Aufgabe: Setze den Textauszug über Weihnachten in der Absteige und den Neujahrsbeginn im Anschluss an seinen letzten Satz fort.

Textauszug:
"The bravest thing I ever did was continuing my life when I wanted to die."
(Juliette Lewis)

An Weihnachten feiern Tante Emma und ich in der Absteige.
Wir treffen die Mitgitarristin, Ms.Golightly und den Fremden, die Feindin und ihren Freund, ein paar Abikollegen und die alte Sache.
Die kleine Absteige platzt aus allen Nähten, ab 22 Uhr wird niemand mehr reingelassen, bis um 24 Uhr die ganzen U18s raus müssen.
Tante Emma schafft es tatsächlich, den ganzen Abend nüchtern zu bleiben, sie sagt, da seien so viele abschreckende Beispiele um sie herum, dass es ihr wie Schuppen von den Augen gefallen sei, wie fertig sie selbst oft genug unterwegs ist.
Ich schaffe es, die beste Freundin Mr.Gaunts zu begrüßen, und als sie mich nach Feuer fragt und danach immer noch stehen bleibt, befinde ich mich mit einem Mal in einer neutral-netten Smalltalkunterhaltung mit ihr, ohne versteckte Sticheleien.

Als sie wieder rein geht, kommt Mr.Gaunt raus, und ich höre mich Hallo zu ihm sagen, mit ruhiger, betonfester Stimme und aller Neutralität der Welt, so, als könnte mich nichts erschüttern.
Mr.Gaunt grüßt zurück, mit aller Neutralität der Welt. Dann begrüßt er irgendwen, geht irgendwann wieder rein, steht ein paar Mal auf der Bühne und oft bei seiner Freundin, und es tut weh, aber von weit weg.
Emotional bin ich heute das Michelin-Männchen.
Ganzkörpergepolstert, und die ganze Scheiße stoppt ein paar Milimeter, bevor sie mich wirklich verletzen kann.
Es geht mir gut.
Egal, wie oft ich Mr.Gaunt sehe, und ehemalige Mitschüler, die mich bespuckt und mit ihren Fahrrädern meinen Ordner überfahren haben.
Denn immerhin sehe ich auch ehemalige Mitschüler, die sich freuen, dass ich da bin, und die tief und fest davon überzeugt bin, dass das, was ich mache, das Richtige ist, für mich und überhaupt, und dass alles gut wird.
Schließlich saß ich zuvor über eine Stunde mit meinem Vater, seinem Anhang, deren Sohn und dessen Kind zusammen, ohne dabei in der Luft zerissen zu werden.
Heute bin ich das Michelin-Männchen, groß und fett und unzerstörbar, und immer freundlich grinsend.
Und ihr könnt mir gar nichts.

Neujahr beginnt mit einem Blick über die Unistadt, komplett vernebelt von hunderttausenden von Menschen, die anscheinend sämtliche Feuerwerkskörperbestände aufgekauft haben und jetzt innerhalb von Sekunden abschießen.

Daten:
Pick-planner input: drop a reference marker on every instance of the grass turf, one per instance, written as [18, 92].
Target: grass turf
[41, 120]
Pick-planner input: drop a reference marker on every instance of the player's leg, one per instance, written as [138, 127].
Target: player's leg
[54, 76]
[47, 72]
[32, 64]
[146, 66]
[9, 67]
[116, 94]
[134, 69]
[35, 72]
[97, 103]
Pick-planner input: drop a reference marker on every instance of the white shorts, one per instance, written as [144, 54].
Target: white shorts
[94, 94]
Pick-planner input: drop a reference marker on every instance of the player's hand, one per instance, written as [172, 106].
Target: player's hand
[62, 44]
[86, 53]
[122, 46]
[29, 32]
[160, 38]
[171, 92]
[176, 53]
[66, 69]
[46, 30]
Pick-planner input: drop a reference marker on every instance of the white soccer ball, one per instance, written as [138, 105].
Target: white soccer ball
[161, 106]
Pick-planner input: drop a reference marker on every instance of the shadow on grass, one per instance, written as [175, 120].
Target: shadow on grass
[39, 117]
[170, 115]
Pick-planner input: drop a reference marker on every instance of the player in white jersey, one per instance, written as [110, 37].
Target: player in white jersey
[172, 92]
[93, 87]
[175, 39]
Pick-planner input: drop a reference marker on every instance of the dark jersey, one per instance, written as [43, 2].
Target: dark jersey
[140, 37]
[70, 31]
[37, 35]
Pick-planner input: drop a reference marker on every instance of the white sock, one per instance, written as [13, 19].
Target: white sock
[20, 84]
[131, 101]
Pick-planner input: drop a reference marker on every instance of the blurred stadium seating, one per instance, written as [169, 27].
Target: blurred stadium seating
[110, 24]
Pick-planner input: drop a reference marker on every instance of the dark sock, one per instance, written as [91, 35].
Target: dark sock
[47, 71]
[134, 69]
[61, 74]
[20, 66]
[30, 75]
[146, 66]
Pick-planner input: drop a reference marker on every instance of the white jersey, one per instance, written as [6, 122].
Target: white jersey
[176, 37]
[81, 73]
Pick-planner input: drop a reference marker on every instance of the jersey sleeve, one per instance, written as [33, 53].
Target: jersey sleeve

--

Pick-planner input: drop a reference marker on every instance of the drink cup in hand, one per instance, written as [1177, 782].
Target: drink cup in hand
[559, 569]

==

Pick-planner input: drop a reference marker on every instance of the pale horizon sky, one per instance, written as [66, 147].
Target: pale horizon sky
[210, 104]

Lösung:
Um uns herum mindestens fünfzig weitere jubelnde und johlende Menschen, die die gleiche Idee hatten wie der Ziegenmann und sich dachten, hier oben wäre nicht so viel los und man könne ja ganz nett auf die Stadt gucken.
Der Katzenmann ist auch da, und wenn er nicht gerade im Schnee kniet, um _das_ ultimative Foto zu schießen, schmiert er sich an eine selbsterklärte Metalfee, die ja so gar nicht!!!!!einself!!!1 süß ist, aber alles dafür tut, um "leider" so zu wirken, ran, wobei offensichtlich für beide vernachlässigbar ist, dass sie eine monogame Beziehung hat.
Tante Emma neben mir schimpft auf "die blöde Fotze", das zusammenbrechende Handynetz (man muss doch um 24 Uhr zuhause anrufen) und überhaupt die ganze Welt, nur unterbrochen von gelegentlichen Versuchen, mir Sekt anzudrehen.

Dann erinnern wir uns ans letzte Silvester.
Sie in der Kleinstadt-WG und alle so zugedröhnt, dass sie Silvester verpennt haben.
Ich mit Mr.Gaunt bei Legolas und dem Grinsebuddha, erst panisch, dann traurig, dann aggressiv, und nochmal von vorne.
Tante Emma sagt, Weihnachten war schön. Da hatten sie einen kleinen Baum, und einen Weihnachtsmannbezug für den Klodeckel, und alle waren nur so zugedröhnt, dass man angenehm gefeiert hat, aber nicht bis zum Zusammenbruch.
Weihnachten war ich alleine, bis auf einen Tag. Da saßen wir erst bei Mr.Gaunts Eltern und dann in der Absteige, und alles war so idyllisch, dass ich es mir erlaubt hatte, darauf zu hoffen, dass alles wieder wird.

Dieses Silvester sind wir hier.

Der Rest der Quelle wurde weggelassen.